─── Task data ───

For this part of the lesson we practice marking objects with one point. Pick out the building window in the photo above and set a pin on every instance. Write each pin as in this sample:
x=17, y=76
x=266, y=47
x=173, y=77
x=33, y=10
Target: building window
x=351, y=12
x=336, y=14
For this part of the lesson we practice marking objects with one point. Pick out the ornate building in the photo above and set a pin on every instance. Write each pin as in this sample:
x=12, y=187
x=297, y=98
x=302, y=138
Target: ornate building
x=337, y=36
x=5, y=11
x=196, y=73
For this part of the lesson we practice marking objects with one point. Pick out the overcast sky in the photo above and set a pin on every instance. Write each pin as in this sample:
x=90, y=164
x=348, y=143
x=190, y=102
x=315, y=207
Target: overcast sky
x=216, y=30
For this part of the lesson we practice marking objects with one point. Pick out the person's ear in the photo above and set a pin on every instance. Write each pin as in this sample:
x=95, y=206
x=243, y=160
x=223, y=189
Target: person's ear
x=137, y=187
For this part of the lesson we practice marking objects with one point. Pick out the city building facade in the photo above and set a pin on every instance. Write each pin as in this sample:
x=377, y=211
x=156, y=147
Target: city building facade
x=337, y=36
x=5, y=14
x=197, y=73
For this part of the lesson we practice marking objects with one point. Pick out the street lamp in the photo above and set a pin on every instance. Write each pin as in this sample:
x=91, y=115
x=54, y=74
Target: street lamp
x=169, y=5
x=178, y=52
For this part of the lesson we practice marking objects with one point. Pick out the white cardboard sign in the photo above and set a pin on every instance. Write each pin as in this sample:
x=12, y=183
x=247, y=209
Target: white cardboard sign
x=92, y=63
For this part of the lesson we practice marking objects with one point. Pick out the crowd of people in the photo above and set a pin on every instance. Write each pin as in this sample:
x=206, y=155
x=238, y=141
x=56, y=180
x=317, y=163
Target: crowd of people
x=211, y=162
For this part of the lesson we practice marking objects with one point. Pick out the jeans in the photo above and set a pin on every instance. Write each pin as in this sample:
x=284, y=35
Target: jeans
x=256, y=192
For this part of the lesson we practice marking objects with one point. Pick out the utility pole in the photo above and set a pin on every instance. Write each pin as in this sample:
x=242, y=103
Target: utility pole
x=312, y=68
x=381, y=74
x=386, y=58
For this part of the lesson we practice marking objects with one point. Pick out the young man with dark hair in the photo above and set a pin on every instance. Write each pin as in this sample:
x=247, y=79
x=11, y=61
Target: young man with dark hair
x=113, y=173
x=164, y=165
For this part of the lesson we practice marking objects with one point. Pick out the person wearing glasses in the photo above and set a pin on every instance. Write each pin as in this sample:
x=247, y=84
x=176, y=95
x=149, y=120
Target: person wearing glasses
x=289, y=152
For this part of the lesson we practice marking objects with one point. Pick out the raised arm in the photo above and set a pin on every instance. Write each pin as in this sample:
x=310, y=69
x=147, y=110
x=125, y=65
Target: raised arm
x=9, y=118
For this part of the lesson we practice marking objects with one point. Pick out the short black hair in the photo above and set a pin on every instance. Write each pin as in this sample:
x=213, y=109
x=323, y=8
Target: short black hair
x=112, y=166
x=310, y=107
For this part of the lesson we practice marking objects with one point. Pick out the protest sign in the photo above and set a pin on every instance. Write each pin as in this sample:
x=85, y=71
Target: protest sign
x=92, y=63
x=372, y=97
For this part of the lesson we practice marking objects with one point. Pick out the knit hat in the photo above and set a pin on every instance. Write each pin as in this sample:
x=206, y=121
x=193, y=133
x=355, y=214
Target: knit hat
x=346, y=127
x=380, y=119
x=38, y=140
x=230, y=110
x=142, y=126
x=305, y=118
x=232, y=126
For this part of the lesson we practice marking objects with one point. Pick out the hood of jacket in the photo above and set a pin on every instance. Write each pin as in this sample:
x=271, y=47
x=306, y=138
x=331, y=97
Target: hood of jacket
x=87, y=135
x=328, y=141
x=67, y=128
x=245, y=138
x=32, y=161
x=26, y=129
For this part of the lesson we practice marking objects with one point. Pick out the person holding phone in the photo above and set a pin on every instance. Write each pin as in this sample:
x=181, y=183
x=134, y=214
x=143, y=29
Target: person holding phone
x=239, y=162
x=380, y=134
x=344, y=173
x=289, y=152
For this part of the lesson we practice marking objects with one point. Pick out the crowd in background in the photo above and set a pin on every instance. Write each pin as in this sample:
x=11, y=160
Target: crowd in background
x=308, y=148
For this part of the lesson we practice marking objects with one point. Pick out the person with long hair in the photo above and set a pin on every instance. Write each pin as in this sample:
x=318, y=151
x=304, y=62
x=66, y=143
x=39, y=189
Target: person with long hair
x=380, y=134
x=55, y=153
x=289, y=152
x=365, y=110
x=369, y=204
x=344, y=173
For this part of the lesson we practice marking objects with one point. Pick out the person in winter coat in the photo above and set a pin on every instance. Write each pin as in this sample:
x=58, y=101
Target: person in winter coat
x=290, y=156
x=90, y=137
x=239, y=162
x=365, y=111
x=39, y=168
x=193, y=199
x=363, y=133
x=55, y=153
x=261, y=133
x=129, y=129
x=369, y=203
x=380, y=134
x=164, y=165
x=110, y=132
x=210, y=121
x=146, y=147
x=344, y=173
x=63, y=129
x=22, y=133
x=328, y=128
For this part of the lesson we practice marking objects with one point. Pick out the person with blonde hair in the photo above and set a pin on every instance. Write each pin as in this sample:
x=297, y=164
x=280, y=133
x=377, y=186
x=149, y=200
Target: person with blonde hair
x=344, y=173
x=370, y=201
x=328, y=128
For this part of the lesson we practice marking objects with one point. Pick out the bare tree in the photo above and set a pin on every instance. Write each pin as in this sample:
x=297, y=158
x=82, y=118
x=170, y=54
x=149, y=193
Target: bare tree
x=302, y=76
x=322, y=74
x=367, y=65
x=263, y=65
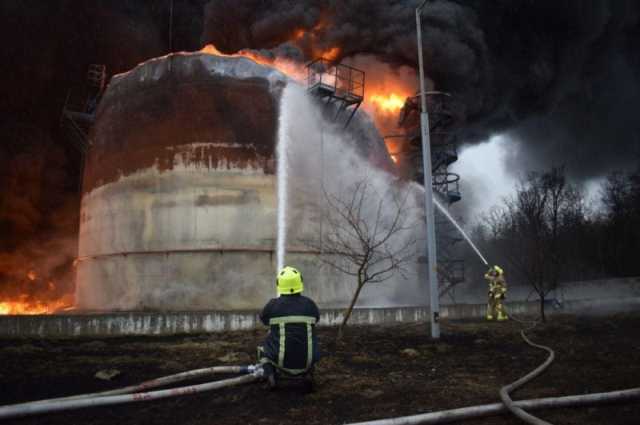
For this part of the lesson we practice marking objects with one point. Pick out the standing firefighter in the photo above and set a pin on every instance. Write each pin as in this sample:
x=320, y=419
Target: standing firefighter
x=291, y=348
x=497, y=291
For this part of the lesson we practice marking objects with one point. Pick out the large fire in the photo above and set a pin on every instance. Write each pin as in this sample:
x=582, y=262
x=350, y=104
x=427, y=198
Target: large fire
x=391, y=102
x=36, y=297
x=384, y=94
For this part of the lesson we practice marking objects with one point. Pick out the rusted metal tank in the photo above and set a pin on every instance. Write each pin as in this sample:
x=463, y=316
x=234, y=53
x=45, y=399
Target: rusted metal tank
x=179, y=193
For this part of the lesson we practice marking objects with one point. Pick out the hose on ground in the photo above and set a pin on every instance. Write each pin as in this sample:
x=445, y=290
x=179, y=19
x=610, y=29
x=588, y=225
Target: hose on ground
x=484, y=410
x=91, y=400
x=507, y=389
x=158, y=382
x=504, y=391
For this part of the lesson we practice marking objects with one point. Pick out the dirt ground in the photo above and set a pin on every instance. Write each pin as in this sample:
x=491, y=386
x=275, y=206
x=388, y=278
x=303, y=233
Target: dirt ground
x=376, y=372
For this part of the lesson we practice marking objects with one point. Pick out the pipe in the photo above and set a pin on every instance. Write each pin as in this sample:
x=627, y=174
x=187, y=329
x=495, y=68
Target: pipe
x=484, y=410
x=26, y=409
x=154, y=383
x=504, y=391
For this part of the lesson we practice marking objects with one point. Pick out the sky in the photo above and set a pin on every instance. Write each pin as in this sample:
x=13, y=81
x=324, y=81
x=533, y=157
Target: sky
x=485, y=178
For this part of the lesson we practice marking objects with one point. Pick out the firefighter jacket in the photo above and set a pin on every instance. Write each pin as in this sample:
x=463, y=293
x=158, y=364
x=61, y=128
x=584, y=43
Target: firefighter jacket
x=291, y=344
x=497, y=286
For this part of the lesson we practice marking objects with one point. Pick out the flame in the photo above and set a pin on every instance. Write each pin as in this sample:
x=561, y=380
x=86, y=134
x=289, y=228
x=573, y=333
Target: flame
x=288, y=67
x=330, y=54
x=391, y=103
x=23, y=305
x=36, y=296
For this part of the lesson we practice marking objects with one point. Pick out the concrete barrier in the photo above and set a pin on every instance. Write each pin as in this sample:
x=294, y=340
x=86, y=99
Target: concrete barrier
x=170, y=323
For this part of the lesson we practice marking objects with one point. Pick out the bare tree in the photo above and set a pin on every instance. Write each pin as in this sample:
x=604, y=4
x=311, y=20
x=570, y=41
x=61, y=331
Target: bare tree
x=367, y=235
x=530, y=230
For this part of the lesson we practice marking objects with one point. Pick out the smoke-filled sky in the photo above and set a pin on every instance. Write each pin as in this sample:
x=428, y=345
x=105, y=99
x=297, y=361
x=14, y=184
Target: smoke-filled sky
x=562, y=77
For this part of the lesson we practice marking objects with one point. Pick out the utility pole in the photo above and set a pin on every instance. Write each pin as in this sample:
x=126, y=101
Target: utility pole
x=428, y=189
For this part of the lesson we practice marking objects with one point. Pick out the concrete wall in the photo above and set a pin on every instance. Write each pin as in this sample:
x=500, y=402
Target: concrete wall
x=167, y=323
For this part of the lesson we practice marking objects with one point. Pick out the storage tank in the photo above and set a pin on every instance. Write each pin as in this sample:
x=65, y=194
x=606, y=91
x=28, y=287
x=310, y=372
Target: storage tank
x=179, y=194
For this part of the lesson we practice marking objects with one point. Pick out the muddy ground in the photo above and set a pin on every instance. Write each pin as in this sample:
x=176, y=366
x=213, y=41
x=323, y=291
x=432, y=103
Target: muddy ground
x=376, y=372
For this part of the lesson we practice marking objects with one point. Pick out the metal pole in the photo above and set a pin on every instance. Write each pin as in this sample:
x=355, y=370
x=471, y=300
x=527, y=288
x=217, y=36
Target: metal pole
x=428, y=190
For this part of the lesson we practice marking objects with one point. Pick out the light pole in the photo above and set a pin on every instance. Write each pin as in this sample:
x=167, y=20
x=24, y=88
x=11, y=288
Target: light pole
x=428, y=189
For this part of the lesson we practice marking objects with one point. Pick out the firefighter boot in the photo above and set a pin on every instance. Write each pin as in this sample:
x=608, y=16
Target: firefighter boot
x=501, y=313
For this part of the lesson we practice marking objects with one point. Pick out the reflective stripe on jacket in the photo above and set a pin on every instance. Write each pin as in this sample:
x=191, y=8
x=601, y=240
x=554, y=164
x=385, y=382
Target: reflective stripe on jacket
x=291, y=343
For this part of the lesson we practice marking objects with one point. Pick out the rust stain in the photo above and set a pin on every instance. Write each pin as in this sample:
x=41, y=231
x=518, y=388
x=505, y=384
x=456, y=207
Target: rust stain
x=187, y=117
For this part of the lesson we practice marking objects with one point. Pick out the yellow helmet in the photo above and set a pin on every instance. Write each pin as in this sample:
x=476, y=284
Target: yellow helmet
x=289, y=281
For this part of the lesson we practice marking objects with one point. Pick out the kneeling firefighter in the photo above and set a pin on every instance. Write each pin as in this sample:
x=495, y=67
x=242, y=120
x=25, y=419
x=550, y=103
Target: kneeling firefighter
x=497, y=292
x=291, y=346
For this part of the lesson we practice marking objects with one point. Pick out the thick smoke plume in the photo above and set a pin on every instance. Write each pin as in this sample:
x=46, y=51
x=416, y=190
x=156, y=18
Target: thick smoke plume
x=563, y=77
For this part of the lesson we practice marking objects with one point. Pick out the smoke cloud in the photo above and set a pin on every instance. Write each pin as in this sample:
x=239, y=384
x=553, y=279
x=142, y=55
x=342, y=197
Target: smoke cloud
x=562, y=77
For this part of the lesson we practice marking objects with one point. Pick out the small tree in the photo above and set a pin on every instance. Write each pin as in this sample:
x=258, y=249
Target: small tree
x=367, y=236
x=531, y=227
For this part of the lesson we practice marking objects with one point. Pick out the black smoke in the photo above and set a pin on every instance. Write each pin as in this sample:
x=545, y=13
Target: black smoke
x=562, y=77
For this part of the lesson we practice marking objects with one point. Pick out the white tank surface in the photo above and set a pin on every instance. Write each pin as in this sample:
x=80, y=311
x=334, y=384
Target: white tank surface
x=179, y=192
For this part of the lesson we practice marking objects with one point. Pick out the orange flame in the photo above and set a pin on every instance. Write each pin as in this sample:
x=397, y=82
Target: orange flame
x=36, y=296
x=23, y=305
x=391, y=102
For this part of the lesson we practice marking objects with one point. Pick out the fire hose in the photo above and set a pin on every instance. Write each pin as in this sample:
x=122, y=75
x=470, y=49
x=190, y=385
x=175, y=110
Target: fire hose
x=508, y=405
x=507, y=389
x=134, y=393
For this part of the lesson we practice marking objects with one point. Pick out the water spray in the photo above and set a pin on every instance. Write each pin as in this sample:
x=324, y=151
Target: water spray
x=444, y=211
x=283, y=178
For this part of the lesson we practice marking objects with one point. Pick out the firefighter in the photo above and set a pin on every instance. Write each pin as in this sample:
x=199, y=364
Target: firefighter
x=291, y=346
x=497, y=292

───

▶ _Instructions to follow_
Copy, exactly as written, the lines above, beginning with the one that contains "x=190, y=385" and ending with the last.

▶ _Response area_
x=190, y=385
x=175, y=110
Target: fire hose
x=508, y=405
x=507, y=389
x=134, y=393
For this part of the lesson we practice marking objects with one point. Pick out the water spray in the photo above and set a pin on every instance. Write each pin as in this sample:
x=324, y=151
Target: water spray
x=444, y=211
x=283, y=178
For this part of the lesson we practice marking objects with one point. Pick out the firefighter in the photo above and set a pin on every instance. Write each pin as in this sample:
x=199, y=364
Target: firefighter
x=291, y=346
x=497, y=292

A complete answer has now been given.